§ **Text for analysis**
Overview of PaLI: A Jointly-Scaled Multilingual Language-Image Model

The paper "PaLI: A Jointly-Scaled Multilingual Language-Image Model" introduces a model designed to integrate the capabilities of language and vision models into a unified framework. This approach emphasizes scalability in both vision and language components, leveraging large pre-trained Transformers to enhance performance across various multimodal tasks.

Model Architecture and Key Components

PaLI, or the Pathways Language and Image model, is built upon an encoder-decoder Transformer structure, combining a Vision Transformer (ViT) for visual processing with an mT5 model, which represents its language component. Three main configurations of PaLI are explored: PaLI-3B, PaLI-15B, and PaLI-17B, with parameter sizes reflecting different allocations between vision and language capacities.

  • Vision Component: The paper introduces ViT-e, a 4B-parameter model, which achieves significant performance improvements in vision-language tasks beyond what was possible with previous models like ViT-G.
  • Language Component: The language capacity is sustained using mT5-XXL, a model renowned for its robust language understanding and generation capabilities. This is crucial as it allows the model to maintain these capabilities when scaled to multimodal tasks.

§ **Data**
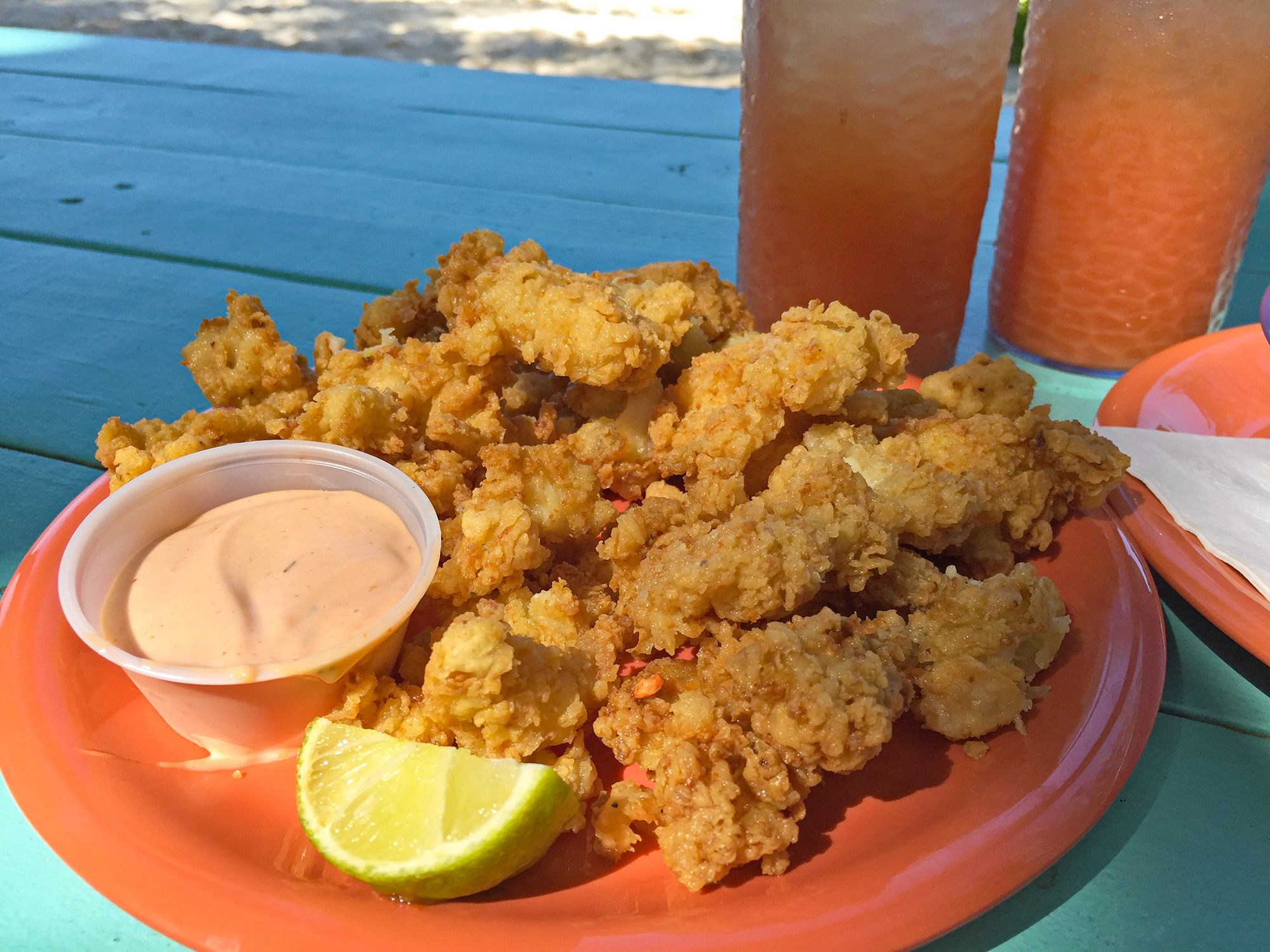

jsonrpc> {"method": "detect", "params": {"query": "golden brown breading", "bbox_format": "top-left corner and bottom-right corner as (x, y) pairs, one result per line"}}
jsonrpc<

§ **Problems to solve**
1. List the three PaLI configurations named in the PaLI overview.
2. Translate this sentence from the PaLI overview into French: "Three main configurations of PaLI are explored: PaLI-3B, PaLI-15B, and PaLI-17B, with parameter sizes reflecting different allocations between vision and language capacities."
3. Continue the PaLI overview from its last sentence.

§ **Answer section**
1. PaLI-3B, PaLI-15B, PaLI-17B

2. Trois configurations principales de PaLI sont étudiées : PaLI-3B, PaLI-15B et PaLI-17B, dont les nombres de paramètres reflètent différentes répartitions entre les capacités de vision et de langage.

3.
Training and Data

To enable effective training for multilingual scenarios, the authors employ WebLI: a large-scale dataset containing 10 billion images with texts in over 100 languages. The mixture used for training includes several multimodal objectives like text span corruption, split-captioning, OCR tasks, and visual question answering (VQA), ensuring broad task coverage and robust pre-training.

Numerical Results and Performance

PaLI's performance is evaluated over multiple tasks, achieving state-of-the-art results in both monolingual and multilingual settings. Key benchmarks include:

  • Image Captioning: On COCO Captioning and NoCaps, PaLI-17B establishes new records with a CIDEr score of 149.1 and strong performance on out-of-domain data.
  • Visual Question Answering: Achieving SOTA results on VQAv2, even surpassing models that use fixed-vocabulary classification approaches.
  • Zero-shot Image Classification: Demonstrates compelling results on ImageNet and its derivatives, which were achieved without fine-tuning specifically on these datasets.

Implications and Future Directions

The joint scaling approach suggests a strategic direction for future multimodal AI models, emphasizing the importance of equitable scaling across vision and language components. The empirical strengths of ViT-e support its utility in heavily vision-dependent multimodal tasks, while the effective use of mT5 reaffirms the capacity of LLMs when extended to multimodal domains.

Future research may build on this work by exploring even larger vision models or refining the pre-training data mixtures to further enhance task-specific adaptations. The clear improvement across tasks with high multilingual diversity reinforces the potential of models like PaLI in global language settings, a significant step towards more universally applicable AI technologies.